Direction
Turn every line of the rows below into a numbered list, leaving out any blank lines.

##### Exercise inputs

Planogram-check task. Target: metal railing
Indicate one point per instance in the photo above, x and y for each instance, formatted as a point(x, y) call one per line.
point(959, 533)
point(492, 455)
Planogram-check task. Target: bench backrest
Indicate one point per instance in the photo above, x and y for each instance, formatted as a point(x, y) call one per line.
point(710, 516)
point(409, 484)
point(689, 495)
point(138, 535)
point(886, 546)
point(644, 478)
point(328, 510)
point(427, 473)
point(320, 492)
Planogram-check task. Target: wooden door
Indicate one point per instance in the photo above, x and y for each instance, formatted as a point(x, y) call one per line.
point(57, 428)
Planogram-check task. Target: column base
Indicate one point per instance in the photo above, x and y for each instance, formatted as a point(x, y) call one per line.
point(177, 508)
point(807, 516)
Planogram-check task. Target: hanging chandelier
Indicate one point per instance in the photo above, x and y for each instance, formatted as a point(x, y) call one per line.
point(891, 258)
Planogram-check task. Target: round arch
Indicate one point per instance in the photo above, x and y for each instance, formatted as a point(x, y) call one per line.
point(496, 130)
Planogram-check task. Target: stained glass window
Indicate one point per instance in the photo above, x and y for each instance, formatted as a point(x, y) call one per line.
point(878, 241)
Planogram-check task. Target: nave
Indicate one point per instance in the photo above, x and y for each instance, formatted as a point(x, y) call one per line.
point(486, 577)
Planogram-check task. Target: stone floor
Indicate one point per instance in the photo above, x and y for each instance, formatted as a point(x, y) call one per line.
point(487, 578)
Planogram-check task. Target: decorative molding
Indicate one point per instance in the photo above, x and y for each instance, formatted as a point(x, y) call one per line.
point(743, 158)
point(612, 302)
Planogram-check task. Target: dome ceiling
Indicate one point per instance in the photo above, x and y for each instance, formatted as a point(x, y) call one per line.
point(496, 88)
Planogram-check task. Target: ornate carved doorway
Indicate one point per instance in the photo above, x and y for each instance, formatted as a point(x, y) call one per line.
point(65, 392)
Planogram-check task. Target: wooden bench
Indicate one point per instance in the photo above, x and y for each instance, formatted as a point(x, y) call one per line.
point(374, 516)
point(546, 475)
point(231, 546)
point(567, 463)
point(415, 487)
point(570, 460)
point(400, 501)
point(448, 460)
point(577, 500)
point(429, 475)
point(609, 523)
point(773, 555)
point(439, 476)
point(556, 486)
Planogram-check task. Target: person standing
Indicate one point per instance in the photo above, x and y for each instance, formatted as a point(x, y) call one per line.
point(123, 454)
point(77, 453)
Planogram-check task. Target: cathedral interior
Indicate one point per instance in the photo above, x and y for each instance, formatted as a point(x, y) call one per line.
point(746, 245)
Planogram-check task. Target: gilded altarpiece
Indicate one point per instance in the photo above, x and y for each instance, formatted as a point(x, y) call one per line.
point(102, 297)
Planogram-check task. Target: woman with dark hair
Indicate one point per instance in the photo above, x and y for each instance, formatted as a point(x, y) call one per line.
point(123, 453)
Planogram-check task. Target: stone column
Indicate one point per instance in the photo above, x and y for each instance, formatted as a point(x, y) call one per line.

##########

Output of the exercise
1. Planogram-check task. Target: metal railing
2. Indicate one point per instance in the photo above, x and y for each instance, formatted as a point(x, y) call one per line.
3. point(959, 533)
4. point(492, 455)
5. Planogram-check task. Target: bench backrest
6. Indicate one point per instance in the photo above, x and y for each instance, formatted as a point(x, y) call one per line.
7. point(710, 516)
8. point(409, 484)
9. point(689, 495)
10. point(138, 535)
11. point(886, 546)
12. point(644, 478)
13. point(328, 510)
14. point(427, 473)
15. point(320, 492)
16. Planogram-check task. Target: wooden door
17. Indicate one point per instance in the photo above, x and y for each instance, formatted as a point(x, y) call one per line.
18. point(57, 428)
19. Planogram-check task. Target: column base
20. Indicate one point per instance in the photo above, x and y for each instance, formatted as a point(x, y) call one per line.
21. point(177, 508)
22. point(807, 516)
23. Planogram-check task. Target: hanging chandelier
24. Indicate one point per instance in the photo above, x and y for each instance, formatted as a point(x, y) call one per line.
25. point(891, 258)
26. Planogram-check task. Target: round arch
27. Indicate one point per instance in the photo above, x and y for each instance, formatted as a point(x, y) call one per line.
28. point(496, 130)
29. Planogram-check task. Target: stained glass window
30. Indicate one point per instance in the photo above, x and y for each instance, formatted as a point(x, y) call one per line.
31. point(878, 241)
32. Planogram-check task. Target: nave
33. Indicate one point per instance in the photo above, x and y for each instance, formatted as a point(x, y) call one per line.
34. point(486, 577)
35. Planogram-check task. Target: stone floor
36. Indicate one point per instance in the photo above, x and y for each instance, formatted as a point(x, y) call one per line.
37. point(487, 578)
38. Planogram-check task. Target: decorative molding
39. Indicate one point per instance in the photo above, x and y for each instance, formatted as a point(x, y) call one per line.
40. point(743, 158)
41. point(612, 302)
42. Planogram-check task. Target: dome ceiling
43. Indicate one point per instance in the photo above, x and y for each instance, formatted as a point(x, y) call one per line.
44. point(496, 88)
45. Planogram-check task. Target: ornate carved doorway
46. Indicate one point per instance in the photo above, x and y for each instance, formatted as a point(x, y) call one per line.
47. point(65, 392)
48. Planogram-check task. Target: wooden bench
49. Indicate one point per instance in the photo above, x and y for each instance, formatted as a point(x, y) call one per line.
50. point(374, 516)
51. point(546, 475)
52. point(231, 546)
53. point(567, 463)
54. point(415, 487)
55. point(570, 460)
56. point(400, 501)
57. point(448, 460)
58. point(577, 500)
59. point(429, 475)
60. point(609, 523)
61. point(773, 555)
62. point(439, 476)
63. point(556, 486)
64. Planogram-check task. Target: person standing
65. Indicate one point per instance in the photo above, x and y for each instance, formatted as a point(x, y) call one per line.
66. point(123, 454)
67. point(77, 453)
68. Planogram-check task. Target: cathedral interior
69. Indicate one point per instance in the photo above, x and y for each instance, formatted as a point(x, y) call one per line.
70. point(746, 245)
71. Planogram-check task. Target: gilded altarpiece
72. Indicate one point per instance in the photo above, x and y for each instance, formatted as a point(x, y) call one per line.
73. point(102, 297)
74. Planogram-check task. Target: woman with dark hair
75. Indicate one point per instance in the photo above, x and y for each instance, formatted as a point(x, y) call one per line.
76. point(123, 453)
77. Planogram-check task. Target: stone column
78. Indicate one point per instance in the photo above, x and y for each instance, formatted as a point(x, y) call one per line.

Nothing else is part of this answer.